=== Excerpted passage ===

The North American Free Trade Agreement (NAFTA) is an international treaty agreement signed by Canada, the United States and Mexico governing trade relations. The agreement is aimed at moving consumers from these countries into an open market by removing most tariffs or duty charges, quotas and taxes between the countries.  Free trade agreements should provide for increased, faster business dealings between countries. Without such an agreement, countries typically pay a tariff when they trade with each other. Tariffs are designed to ensure that imported goods are more expensive than goods produced locally, thereby protecting local markets.

Since the agreement came into effect in 1993, it has continued to be the topic of heated debate, especially in the context of oil and gas and water. Most recently, during the 2008 American presidential campaign, calls were made to renegotiate the agreement to address some controversial elements. In particular, there are two clauses in NAFTA that have sparked considerable debate.

First, the “proportionality clause” states that Canada is obligated to make a certain proportion of the total supply of certain goods, for example oil and gas, available for sale to the United States. The proportionality clause means that under NAFTA, Canada would have to provide oil and gas to the United States even if Canada is unable to meet its own energy requirements.   Between 2005 and 2007, Canada exported 64.9% of oil and 62.5% of gas production to the United States. Canada agreed to the proportionality clause to ensure that there would be a constant market for our oil and gas.  The agreement was signed at a time when there was no real perceived threat to the limited availability of such resources.

This provision dictates that Canada cannot institute policies that would encourage conservation of petroleum supplies for future generation of Canadians.  It also affects the ability of Canada to reduce greenhouse gas emissions because a certain level of production must be maintained to meet our needs and the proportion that must be made available to the United States.  Furthermore, the ability to divert oil products to the eastern provinces from the western oil patch is affected.  At present, the eastern provinces rely on oil imported largely from OPEC companies.

Freshwater resources are also at risk under the proportionality clause of NAFTA.  Water shortages are becoming more common in larger U.S. cities.  If Canada exports water to the U.S. to help alleviate these shortages, the proportionality clause will be triggered and Canada will be obligated to continue to supply water regardless of our needs.

===

• _What the exercise asks_
Please restate the NAFTA passage from "This provision dictates" up to and including "from OPEC companies.", renaming "greenhouse gas emissions" to "carbon emissions" wherever it occurs.

=== Provided data ===

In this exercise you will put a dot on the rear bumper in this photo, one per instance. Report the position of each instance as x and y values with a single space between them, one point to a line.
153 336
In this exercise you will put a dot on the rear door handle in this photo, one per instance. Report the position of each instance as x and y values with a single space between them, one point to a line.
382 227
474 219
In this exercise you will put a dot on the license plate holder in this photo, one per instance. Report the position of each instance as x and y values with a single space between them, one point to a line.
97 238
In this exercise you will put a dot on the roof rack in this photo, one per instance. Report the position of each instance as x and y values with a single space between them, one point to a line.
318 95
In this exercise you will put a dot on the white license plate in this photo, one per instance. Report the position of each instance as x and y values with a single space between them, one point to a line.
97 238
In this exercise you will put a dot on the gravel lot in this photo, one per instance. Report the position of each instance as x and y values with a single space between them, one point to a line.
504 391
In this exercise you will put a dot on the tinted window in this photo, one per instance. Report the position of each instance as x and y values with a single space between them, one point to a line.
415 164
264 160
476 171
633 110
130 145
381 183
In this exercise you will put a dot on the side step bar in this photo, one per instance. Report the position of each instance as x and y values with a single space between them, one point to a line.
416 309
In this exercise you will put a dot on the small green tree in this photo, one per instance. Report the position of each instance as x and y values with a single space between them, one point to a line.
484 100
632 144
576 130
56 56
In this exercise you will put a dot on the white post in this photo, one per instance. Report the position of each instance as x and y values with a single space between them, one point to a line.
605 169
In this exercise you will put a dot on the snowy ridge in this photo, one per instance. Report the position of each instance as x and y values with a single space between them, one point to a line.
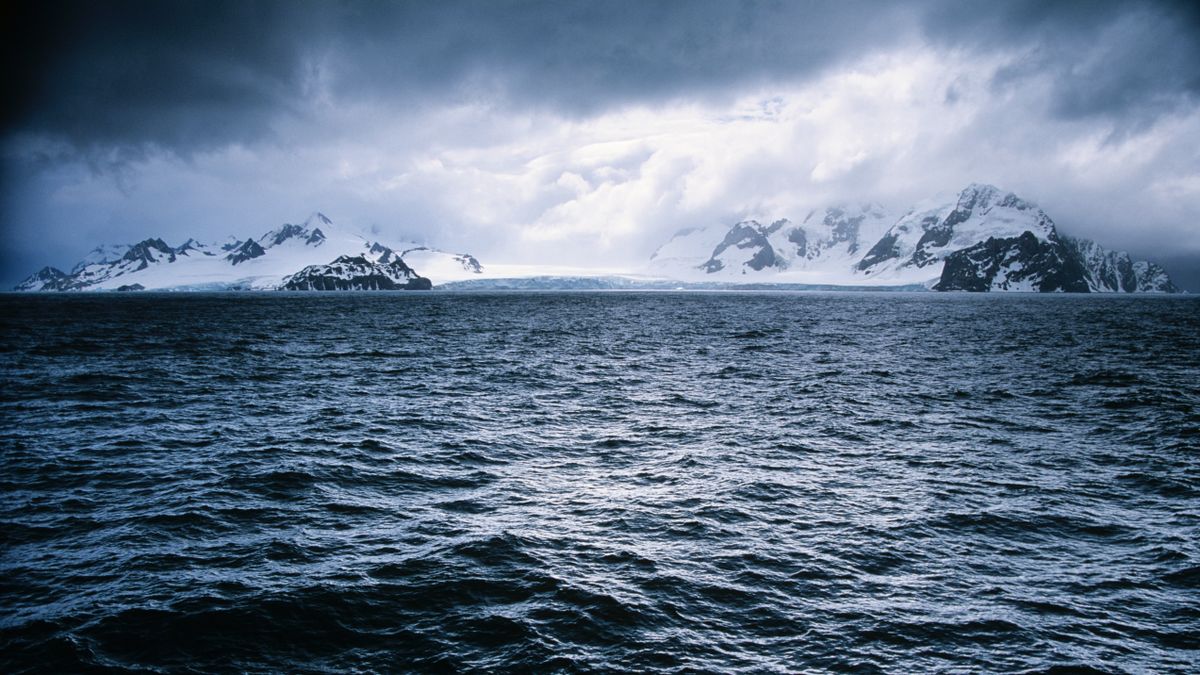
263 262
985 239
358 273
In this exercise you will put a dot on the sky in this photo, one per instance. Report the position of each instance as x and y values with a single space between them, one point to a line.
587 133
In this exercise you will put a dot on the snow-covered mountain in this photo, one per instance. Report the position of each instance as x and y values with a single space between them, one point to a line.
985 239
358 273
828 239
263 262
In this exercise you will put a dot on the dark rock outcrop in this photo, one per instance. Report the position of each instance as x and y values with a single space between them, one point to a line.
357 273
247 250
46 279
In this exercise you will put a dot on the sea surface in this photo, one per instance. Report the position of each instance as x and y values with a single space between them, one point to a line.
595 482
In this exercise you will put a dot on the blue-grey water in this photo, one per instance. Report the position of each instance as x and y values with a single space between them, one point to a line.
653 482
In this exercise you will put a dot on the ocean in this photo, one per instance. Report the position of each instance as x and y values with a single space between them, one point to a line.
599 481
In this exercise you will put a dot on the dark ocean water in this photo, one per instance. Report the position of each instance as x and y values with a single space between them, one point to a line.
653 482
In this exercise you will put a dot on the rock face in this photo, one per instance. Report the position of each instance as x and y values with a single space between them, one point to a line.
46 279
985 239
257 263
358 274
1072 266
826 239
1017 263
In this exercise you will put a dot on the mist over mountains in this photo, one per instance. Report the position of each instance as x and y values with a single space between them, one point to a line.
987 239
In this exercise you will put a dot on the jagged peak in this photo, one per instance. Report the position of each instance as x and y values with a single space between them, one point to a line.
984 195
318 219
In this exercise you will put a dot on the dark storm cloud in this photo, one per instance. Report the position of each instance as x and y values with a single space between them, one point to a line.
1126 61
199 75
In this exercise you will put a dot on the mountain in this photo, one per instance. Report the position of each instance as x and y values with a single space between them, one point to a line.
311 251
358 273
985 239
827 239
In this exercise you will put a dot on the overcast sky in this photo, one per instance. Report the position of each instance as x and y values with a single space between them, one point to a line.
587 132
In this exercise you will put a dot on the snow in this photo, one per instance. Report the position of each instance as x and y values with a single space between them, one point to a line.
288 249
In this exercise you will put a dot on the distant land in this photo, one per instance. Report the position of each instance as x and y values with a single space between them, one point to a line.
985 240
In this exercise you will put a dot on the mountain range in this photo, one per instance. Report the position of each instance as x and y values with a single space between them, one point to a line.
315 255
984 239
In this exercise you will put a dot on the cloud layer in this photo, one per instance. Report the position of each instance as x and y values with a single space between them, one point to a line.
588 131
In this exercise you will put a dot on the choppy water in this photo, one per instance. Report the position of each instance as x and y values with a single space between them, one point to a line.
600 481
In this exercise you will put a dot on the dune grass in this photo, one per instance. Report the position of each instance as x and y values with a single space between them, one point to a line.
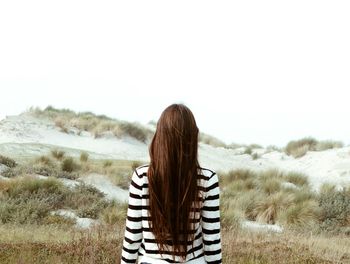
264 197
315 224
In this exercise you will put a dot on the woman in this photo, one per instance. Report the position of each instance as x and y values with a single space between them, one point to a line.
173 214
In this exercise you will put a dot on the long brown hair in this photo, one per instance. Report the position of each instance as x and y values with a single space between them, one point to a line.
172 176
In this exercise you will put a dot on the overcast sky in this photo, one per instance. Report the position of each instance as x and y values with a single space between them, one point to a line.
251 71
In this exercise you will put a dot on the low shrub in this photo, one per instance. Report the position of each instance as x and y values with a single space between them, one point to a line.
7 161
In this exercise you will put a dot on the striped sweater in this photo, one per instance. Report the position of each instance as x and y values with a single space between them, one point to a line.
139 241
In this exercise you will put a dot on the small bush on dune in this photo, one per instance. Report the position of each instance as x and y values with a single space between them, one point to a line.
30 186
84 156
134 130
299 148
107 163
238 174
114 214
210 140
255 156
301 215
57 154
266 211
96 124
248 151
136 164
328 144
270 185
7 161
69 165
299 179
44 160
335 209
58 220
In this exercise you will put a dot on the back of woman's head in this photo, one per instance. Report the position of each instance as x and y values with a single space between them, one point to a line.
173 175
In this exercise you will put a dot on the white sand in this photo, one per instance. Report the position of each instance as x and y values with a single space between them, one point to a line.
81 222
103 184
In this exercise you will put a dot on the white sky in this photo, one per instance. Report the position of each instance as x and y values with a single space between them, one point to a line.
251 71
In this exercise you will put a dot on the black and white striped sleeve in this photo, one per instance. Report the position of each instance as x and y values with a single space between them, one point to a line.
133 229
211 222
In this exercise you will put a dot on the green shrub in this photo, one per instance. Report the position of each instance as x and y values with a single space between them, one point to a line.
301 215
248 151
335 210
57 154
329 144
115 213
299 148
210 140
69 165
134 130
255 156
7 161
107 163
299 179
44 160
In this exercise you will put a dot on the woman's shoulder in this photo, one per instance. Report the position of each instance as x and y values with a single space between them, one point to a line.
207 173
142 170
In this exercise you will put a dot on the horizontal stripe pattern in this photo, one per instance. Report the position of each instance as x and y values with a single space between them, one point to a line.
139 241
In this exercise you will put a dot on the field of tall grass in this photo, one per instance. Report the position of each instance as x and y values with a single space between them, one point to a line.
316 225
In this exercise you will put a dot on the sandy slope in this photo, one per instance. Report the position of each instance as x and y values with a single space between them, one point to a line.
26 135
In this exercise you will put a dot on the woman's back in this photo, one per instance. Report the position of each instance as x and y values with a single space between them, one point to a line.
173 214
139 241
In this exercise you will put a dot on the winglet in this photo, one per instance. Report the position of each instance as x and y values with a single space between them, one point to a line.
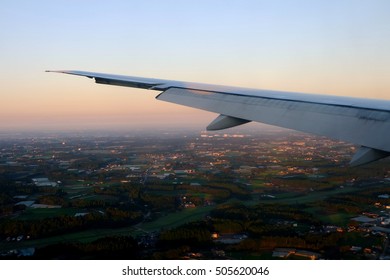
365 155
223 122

===
=== Provided data ===

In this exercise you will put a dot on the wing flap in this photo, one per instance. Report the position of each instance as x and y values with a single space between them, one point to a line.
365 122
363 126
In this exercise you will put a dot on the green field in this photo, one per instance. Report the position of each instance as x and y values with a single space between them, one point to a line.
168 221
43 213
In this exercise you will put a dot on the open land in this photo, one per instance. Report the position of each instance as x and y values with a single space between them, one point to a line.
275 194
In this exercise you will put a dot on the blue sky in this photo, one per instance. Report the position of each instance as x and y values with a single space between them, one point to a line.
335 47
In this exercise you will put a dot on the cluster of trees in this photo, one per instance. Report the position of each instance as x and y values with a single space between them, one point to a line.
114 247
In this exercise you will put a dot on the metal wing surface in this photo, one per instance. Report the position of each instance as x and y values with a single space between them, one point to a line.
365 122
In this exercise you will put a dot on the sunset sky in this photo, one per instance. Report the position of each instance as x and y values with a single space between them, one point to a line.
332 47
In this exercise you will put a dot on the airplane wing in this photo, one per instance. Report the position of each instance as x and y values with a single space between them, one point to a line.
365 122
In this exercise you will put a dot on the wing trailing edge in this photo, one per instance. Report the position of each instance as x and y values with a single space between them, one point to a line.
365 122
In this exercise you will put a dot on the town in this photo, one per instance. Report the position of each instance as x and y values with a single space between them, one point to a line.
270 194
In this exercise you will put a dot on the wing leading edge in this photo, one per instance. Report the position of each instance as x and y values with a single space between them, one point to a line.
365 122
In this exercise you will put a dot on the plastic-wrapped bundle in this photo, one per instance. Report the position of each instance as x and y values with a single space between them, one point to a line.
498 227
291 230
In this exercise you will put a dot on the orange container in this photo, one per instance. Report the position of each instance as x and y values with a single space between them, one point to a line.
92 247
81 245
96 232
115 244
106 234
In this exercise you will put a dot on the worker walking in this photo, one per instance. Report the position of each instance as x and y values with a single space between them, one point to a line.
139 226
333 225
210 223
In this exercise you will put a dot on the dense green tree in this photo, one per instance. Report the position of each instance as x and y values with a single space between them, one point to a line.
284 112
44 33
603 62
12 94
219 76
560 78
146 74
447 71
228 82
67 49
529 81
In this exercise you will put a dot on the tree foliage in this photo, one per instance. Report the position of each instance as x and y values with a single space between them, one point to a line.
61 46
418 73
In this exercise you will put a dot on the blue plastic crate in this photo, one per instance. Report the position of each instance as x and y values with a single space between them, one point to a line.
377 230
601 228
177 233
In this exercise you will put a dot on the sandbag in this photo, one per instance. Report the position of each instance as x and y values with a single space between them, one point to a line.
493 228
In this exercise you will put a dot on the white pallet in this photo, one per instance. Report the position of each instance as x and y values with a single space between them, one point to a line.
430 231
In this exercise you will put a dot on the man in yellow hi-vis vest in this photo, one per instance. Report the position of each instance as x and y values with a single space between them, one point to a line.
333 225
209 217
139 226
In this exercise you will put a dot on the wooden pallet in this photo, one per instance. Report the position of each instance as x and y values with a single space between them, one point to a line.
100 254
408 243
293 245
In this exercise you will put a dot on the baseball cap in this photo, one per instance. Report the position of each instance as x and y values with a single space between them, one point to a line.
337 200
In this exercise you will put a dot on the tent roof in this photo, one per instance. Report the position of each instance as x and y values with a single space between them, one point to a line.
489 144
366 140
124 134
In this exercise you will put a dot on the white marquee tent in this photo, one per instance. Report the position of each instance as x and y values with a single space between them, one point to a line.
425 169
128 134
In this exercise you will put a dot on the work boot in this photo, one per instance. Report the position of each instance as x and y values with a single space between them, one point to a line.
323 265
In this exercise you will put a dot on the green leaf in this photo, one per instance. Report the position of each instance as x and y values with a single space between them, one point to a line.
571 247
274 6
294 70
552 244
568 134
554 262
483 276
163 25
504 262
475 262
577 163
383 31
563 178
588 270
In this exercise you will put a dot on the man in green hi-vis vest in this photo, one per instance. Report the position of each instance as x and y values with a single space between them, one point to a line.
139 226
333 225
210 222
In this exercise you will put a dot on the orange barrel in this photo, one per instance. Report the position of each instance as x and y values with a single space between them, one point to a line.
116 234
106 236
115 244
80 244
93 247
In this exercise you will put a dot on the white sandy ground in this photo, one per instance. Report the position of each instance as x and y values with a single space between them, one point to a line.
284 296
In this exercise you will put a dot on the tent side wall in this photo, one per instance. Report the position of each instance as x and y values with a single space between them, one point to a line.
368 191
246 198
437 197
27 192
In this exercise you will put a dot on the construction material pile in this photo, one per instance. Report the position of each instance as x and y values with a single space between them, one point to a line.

===

• _Reply to the task_
This provision dictates that Canada cannot institute policies that would encourage conservation of petroleum supplies for future generation of Canadians.  It also affects the ability of Canada to reduce carbon emissions because a certain level of production must be maintained to meet our needs and the proportion that must be made available to the United States.  Furthermore, the ability to divert oil products to the eastern provinces from the western oil patch is affected.  At present, the eastern provinces rely on oil imported largely from OPEC companies.